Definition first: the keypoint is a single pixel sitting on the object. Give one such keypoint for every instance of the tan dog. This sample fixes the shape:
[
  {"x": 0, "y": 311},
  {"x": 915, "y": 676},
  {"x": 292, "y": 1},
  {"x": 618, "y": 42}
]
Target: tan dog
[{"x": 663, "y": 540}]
+ + + + +
● TASK PROMPT:
Scale the rows above: copy them in full, requests included, but multiply every x and y coordinate in the answers by 2.55 and round to whole numbers, with halves rounding up. Leave the numbers in the requests and their format samples as they are.

● RESULT OF THE TASK:
Definition first: the keypoint is a single pixel sitting on the object. Give one such keypoint for every instance of the tan dog. This sample fixes the shape:
[
  {"x": 0, "y": 311},
  {"x": 915, "y": 676},
  {"x": 292, "y": 1},
  {"x": 618, "y": 42}
]
Target: tan dog
[{"x": 1691, "y": 1377}]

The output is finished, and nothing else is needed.